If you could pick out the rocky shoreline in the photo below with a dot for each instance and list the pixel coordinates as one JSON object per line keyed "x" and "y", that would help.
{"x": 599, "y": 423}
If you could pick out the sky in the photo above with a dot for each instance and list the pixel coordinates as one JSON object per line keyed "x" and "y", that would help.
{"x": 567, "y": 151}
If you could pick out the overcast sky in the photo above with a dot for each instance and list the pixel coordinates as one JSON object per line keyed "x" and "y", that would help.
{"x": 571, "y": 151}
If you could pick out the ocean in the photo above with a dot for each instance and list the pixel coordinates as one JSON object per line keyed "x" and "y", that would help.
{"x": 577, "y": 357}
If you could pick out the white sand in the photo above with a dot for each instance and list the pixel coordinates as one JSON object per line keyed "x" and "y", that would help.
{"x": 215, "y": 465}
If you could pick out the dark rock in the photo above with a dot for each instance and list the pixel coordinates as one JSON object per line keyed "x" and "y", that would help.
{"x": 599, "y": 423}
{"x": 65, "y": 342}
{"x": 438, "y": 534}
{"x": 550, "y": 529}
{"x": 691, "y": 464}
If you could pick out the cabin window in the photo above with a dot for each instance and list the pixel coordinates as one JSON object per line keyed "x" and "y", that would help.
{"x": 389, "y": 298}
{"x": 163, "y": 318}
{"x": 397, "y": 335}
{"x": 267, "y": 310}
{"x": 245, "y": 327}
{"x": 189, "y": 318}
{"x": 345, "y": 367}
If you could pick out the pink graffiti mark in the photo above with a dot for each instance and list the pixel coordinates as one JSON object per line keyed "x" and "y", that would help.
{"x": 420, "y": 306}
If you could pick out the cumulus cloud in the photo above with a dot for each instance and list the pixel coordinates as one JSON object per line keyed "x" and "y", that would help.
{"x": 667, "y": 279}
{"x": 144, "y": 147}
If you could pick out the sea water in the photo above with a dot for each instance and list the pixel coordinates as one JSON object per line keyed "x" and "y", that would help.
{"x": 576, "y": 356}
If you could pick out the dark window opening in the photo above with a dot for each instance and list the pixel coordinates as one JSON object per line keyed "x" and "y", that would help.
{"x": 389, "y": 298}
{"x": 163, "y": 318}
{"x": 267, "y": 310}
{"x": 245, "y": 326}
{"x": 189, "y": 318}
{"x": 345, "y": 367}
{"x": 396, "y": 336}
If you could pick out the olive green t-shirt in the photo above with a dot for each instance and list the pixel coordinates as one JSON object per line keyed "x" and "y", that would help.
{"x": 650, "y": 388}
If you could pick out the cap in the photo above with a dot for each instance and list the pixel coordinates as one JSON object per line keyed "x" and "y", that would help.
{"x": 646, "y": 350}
● ● ● ● ●
# Problem to solve
Your answer must be the records above, repeated exactly.

# Finished task
If you could pick out the rocky shoreline in the photo below with a dot for each instance and list the pixel coordinates as one JSON object per line keyed "x" and "y", that would help.
{"x": 599, "y": 423}
If you could pick out the sky in the photo above with a dot for each instance and list the pixel coordinates as one JSON object per line keyed "x" and "y", that would help.
{"x": 567, "y": 151}
If you could pick out the overcast sky in the photo above with a dot for each instance and list the pixel coordinates as one JSON object per line keyed "x" and "y", that would help.
{"x": 571, "y": 151}
If you could pick out the ocean in the photo above with a dot for each instance and list the pixel coordinates as one JSON object per line keyed "x" and "y", that would help.
{"x": 577, "y": 357}
If you could pick out the white sand in the photo above with a dot for each instance and list the pixel coordinates as one JSON object per line keyed "x" and "y", that would help.
{"x": 215, "y": 465}
If you could pick out the dark rock in the photo above with a dot for each instance and list the pixel coordinates as one JSON object per line keyed "x" and "y", that would help.
{"x": 599, "y": 423}
{"x": 65, "y": 342}
{"x": 438, "y": 534}
{"x": 550, "y": 529}
{"x": 691, "y": 464}
If you could pick out the cabin window in the photo above with a dot for each instance and list the pixel coordinates as one JSON object per line keyed "x" and "y", that would help.
{"x": 389, "y": 298}
{"x": 163, "y": 318}
{"x": 397, "y": 335}
{"x": 267, "y": 310}
{"x": 245, "y": 327}
{"x": 189, "y": 318}
{"x": 345, "y": 367}
If you could pick out the pink graffiti mark in the photo above with a dot for each instance and list the pixel coordinates as one JSON object per line keyed "x" and "y", that would help.
{"x": 420, "y": 306}
If you could pick out the cumulus cloud in the photo above with a dot for each instance and list the pixel coordinates as one JSON object per line keyed "x" and "y", that would help.
{"x": 667, "y": 279}
{"x": 144, "y": 147}
If you could pick out the sea water in the photo above with a dot for each instance and list the pixel coordinates as one JSON object per line keyed "x" and "y", that would help.
{"x": 576, "y": 356}
If you could pick out the dark window opening in the photo above with a dot for each instance and list the pixel coordinates as one JSON object per line keyed "x" and "y", that would help.
{"x": 389, "y": 298}
{"x": 163, "y": 318}
{"x": 267, "y": 310}
{"x": 245, "y": 326}
{"x": 189, "y": 318}
{"x": 345, "y": 367}
{"x": 396, "y": 336}
If you could pick out the olive green t-shirt in the photo above with a dot for each instance and list the pixel coordinates as one JSON object per line keyed "x" and "y", that would help.
{"x": 650, "y": 388}
If you could pick out the cap in the photo above with a dot for each instance and list the pixel coordinates as one JSON object per line keyed "x" and "y", that would help.
{"x": 646, "y": 350}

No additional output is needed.